* [What is asked]
Please reproduce the items below, swapping each "instance" for "occurrence" and leaving everything else untouched.

/---

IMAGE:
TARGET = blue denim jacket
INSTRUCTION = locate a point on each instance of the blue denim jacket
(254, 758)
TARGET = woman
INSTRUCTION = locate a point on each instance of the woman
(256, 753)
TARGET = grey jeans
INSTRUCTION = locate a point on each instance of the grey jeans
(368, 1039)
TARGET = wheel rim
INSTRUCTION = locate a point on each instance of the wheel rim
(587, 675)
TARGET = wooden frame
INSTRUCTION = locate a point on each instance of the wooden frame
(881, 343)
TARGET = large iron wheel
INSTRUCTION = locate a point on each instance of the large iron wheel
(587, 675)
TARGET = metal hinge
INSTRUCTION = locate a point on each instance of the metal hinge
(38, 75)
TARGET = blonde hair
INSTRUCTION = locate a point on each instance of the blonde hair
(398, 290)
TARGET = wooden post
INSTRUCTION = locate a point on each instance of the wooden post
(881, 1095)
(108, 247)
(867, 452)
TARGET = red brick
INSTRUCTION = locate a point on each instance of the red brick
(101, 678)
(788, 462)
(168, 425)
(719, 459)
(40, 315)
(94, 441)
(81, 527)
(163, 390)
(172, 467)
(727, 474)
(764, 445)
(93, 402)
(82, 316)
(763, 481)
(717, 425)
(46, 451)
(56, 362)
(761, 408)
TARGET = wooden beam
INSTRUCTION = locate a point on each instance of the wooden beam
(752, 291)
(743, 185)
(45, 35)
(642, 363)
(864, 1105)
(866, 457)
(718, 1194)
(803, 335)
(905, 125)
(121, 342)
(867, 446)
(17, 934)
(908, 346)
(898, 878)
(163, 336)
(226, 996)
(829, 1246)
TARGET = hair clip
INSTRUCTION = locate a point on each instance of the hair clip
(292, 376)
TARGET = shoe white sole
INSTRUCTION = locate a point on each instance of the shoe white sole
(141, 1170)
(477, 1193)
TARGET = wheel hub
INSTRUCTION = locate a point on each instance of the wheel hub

\---

* [Exercise output]
IMAGE:
TARGET = blue denim jacket
INSTRUCTION = locate a point on each occurrence of the blue denim jacket
(254, 758)
TARGET = woman
INSTRUCTION = locate a point on each occurrence of the woman
(256, 753)
TARGET = grey jeans
INSTRUCTION = locate a point on each occurrence of the grey jeans
(368, 1039)
TARGET = wheel rim
INSTRUCTION = locate a point on each occurrence of the wheel rim
(587, 675)
TARGET = wooden frame
INSTRUCTION = locate a point on each occurrence of the wooden frame
(881, 343)
TARGET = large iron wheel
INSTRUCTION = locate a point on each occurrence of the large iron wheel
(587, 675)
TARGET = metal hinge
INSTRUCTION = locate a point on each occurrence of the metal hinge
(38, 75)
TARGET = blonde hair
INSTRUCTION = locate a point on each occurrence of the blonde hair
(398, 290)
TARGET = wooden post
INSTRUCTION = locate a point on each occurrence of the wooden post
(881, 1095)
(108, 247)
(867, 452)
TARGET = red brick
INSTRUCTION = locate a point on each occurrence of the red brick
(101, 678)
(788, 462)
(168, 425)
(719, 459)
(40, 315)
(94, 441)
(81, 527)
(163, 390)
(172, 467)
(727, 474)
(764, 445)
(93, 402)
(82, 316)
(763, 481)
(717, 425)
(46, 451)
(56, 362)
(761, 408)
TARGET = wooden beam
INSTRUCTION = locate a point on each occurrence of the wooden beam
(752, 291)
(743, 185)
(45, 35)
(642, 363)
(864, 1105)
(866, 457)
(718, 1194)
(803, 335)
(905, 125)
(121, 342)
(867, 446)
(17, 934)
(908, 346)
(898, 878)
(163, 336)
(226, 996)
(829, 1246)
TARGET = hair clip
INSTRUCTION = locate a point on each occurrence of the hair clip
(292, 376)
TARGET = shoe white sole
INSTRUCTION = locate a point on each occurrence of the shoe white sole
(141, 1170)
(477, 1193)
TARGET = wheel hub
INSTRUCTION = locate a point on each occurrence of the wheel hub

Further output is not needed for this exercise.